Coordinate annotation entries
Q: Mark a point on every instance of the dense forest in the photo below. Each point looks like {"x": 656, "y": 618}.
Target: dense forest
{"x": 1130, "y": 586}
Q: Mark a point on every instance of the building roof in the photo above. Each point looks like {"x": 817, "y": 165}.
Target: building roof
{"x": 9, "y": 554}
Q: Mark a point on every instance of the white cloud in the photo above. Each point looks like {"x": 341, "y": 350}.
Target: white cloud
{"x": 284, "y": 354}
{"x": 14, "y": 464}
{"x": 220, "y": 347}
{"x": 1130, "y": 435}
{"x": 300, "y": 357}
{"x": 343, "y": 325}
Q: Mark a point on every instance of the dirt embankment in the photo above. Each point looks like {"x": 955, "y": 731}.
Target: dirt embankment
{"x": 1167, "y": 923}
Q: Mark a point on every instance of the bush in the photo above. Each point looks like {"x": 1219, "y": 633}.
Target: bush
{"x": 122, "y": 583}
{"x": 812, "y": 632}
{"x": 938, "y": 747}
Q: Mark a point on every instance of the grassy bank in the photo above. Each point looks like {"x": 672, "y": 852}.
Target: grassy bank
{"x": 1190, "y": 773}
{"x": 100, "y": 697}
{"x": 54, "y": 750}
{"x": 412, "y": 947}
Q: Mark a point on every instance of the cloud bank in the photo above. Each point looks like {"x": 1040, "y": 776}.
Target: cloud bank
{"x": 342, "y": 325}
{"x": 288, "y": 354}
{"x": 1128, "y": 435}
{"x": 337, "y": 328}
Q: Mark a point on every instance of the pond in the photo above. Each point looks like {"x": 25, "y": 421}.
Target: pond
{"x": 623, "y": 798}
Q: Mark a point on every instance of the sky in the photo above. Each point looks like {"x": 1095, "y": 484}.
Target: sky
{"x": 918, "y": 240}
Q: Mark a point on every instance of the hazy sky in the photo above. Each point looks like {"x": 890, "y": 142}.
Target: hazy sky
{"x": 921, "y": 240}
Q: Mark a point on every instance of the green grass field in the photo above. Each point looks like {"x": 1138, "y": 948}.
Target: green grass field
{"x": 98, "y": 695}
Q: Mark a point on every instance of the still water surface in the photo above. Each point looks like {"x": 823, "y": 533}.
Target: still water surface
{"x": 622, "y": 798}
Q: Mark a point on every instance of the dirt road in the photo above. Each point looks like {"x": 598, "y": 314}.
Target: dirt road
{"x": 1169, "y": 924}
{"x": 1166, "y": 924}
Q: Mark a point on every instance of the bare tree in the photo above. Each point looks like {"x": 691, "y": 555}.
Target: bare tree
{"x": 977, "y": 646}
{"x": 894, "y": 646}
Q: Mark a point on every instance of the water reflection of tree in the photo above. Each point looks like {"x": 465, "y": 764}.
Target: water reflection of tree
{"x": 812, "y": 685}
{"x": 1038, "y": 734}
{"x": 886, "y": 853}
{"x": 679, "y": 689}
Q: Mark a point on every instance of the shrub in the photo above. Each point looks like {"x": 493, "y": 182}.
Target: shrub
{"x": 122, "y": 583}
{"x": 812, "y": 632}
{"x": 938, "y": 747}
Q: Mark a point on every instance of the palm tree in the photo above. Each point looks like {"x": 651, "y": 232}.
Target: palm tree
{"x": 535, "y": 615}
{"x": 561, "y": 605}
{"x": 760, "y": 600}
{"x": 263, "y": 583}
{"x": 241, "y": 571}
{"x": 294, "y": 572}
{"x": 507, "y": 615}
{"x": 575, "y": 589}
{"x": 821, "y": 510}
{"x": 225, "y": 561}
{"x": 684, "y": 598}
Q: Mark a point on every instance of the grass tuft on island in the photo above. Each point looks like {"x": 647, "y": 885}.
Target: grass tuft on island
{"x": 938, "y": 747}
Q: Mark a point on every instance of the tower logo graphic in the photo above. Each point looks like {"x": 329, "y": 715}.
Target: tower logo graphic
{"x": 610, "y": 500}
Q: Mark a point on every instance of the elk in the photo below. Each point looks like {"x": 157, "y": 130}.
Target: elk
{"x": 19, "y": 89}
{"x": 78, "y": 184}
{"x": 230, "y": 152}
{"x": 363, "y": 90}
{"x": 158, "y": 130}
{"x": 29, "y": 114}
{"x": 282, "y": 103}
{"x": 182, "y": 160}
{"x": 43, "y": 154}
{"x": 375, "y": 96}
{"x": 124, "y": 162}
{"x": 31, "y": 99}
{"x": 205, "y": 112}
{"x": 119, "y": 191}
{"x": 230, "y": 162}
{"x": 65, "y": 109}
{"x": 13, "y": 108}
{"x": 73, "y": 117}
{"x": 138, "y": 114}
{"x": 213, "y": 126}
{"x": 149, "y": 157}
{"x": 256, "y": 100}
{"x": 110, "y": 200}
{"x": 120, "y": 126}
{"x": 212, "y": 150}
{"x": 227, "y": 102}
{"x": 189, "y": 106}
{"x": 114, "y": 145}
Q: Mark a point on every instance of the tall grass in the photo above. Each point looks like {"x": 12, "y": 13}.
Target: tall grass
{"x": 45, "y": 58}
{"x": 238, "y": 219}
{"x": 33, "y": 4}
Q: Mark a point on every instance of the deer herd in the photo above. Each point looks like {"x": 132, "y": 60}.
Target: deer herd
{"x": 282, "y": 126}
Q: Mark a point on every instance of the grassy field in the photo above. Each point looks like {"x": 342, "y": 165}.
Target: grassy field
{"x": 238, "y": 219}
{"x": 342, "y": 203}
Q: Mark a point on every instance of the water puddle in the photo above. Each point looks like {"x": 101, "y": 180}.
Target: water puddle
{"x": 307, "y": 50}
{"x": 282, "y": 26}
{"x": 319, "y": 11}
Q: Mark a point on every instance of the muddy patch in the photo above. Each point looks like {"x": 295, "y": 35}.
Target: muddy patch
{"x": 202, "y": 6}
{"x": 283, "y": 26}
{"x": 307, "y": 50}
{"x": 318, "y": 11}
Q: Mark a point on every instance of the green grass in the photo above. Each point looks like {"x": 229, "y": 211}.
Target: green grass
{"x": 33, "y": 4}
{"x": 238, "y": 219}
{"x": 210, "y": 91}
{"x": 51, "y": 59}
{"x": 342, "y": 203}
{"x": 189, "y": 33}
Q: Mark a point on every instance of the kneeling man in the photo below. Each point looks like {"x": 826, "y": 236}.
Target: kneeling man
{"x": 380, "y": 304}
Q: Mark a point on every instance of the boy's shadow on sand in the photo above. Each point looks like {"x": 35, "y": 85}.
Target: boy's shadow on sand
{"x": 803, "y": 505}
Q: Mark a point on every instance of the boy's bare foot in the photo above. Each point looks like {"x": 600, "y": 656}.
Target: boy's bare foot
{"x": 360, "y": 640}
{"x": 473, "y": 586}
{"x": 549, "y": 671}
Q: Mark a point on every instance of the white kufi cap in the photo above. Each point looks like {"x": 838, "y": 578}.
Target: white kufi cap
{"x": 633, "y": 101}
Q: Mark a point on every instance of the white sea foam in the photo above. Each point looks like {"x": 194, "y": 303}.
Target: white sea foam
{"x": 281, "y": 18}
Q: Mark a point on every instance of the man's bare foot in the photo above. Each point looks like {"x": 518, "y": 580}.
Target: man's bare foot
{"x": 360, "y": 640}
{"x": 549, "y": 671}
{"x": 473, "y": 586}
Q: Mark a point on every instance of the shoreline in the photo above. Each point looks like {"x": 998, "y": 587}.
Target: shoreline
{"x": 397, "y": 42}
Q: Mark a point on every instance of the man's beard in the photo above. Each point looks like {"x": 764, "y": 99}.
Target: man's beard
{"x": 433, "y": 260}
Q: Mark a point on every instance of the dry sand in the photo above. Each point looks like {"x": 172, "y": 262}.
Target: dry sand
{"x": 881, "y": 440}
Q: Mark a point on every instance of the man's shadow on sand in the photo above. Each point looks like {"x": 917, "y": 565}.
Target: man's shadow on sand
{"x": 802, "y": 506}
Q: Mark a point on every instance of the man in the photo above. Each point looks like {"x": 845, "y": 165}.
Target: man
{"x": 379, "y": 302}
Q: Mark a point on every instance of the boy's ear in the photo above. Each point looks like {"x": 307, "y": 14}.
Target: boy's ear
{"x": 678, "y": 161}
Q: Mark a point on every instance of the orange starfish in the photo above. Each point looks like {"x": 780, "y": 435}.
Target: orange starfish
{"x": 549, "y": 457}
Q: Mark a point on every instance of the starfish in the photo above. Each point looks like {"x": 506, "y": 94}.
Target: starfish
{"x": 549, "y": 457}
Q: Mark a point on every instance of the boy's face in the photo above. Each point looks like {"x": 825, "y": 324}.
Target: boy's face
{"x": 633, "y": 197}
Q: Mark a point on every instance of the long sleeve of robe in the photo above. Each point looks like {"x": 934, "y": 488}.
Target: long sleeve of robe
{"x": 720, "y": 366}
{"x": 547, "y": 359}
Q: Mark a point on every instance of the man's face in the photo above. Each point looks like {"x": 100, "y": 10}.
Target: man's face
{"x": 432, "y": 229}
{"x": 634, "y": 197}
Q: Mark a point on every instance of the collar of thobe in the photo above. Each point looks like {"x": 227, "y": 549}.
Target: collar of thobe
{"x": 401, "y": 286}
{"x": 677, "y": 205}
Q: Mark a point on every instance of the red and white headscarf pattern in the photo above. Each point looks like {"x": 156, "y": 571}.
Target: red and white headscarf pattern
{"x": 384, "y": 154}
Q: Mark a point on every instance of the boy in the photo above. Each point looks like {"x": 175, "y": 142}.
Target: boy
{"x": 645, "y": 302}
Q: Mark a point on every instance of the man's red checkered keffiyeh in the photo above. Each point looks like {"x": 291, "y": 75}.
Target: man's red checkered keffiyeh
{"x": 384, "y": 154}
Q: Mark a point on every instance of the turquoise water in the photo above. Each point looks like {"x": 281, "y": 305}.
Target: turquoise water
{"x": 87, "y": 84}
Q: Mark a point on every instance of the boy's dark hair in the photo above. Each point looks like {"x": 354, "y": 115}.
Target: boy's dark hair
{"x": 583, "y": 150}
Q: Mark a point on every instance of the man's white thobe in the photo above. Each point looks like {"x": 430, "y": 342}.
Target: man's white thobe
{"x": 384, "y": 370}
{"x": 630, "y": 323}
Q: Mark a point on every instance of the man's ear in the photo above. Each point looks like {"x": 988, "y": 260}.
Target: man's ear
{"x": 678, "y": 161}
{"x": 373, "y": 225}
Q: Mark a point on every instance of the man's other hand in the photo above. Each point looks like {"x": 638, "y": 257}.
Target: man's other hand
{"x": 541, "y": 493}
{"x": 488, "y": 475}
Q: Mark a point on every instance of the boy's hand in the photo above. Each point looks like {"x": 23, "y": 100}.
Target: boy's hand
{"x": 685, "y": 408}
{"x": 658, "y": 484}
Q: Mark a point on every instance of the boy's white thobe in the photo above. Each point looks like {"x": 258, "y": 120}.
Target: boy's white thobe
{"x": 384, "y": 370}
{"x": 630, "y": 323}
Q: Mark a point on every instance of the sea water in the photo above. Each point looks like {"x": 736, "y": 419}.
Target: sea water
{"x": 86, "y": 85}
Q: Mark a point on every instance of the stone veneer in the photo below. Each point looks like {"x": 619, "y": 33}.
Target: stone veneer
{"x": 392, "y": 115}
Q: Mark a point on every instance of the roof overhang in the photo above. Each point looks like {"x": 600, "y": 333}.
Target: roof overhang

• _Task details_:
Repeat the line containing "Q: Mark a point on every instance of the man's white" and all subsequent lines through the final line of the data, exactly and with no others.

• _Completed task_:
Q: Mark a point on every instance of the man's white thobe in the photo above. Each point looks like {"x": 430, "y": 342}.
Target: man's white thobe
{"x": 384, "y": 370}
{"x": 630, "y": 323}
Q: Mark a point on every instance of the man's ear in the photo above. Each point looks like {"x": 988, "y": 260}.
Target: man's ear
{"x": 678, "y": 161}
{"x": 373, "y": 225}
Q: Mark a point on every instance of the man's other hand in the photo above. Each point looks like {"x": 638, "y": 257}.
Target: man's other hand
{"x": 541, "y": 493}
{"x": 488, "y": 475}
Q: Mark a point on every instance of the boy's hand in the photo above. Each point looks like {"x": 23, "y": 100}.
Target: boy's hand
{"x": 685, "y": 408}
{"x": 658, "y": 484}
Q: Mark a point on every instance of the boy's white thobe in the photo above. Each point looks like {"x": 258, "y": 120}.
Target: boy's white thobe
{"x": 384, "y": 370}
{"x": 630, "y": 323}
Q: Mark a point on every instance of the sea water in the photo above. Each point looks like {"x": 736, "y": 419}.
Target: sea water
{"x": 86, "y": 85}
Q: Mark a point on every instance of the stone veneer in the photo below. Each point looks like {"x": 619, "y": 33}.
Target: stone veneer
{"x": 392, "y": 115}
Q: Mark a point on every instance of the roof overhang in the photo above. Each point looks like {"x": 600, "y": 333}.
Target: roof overhang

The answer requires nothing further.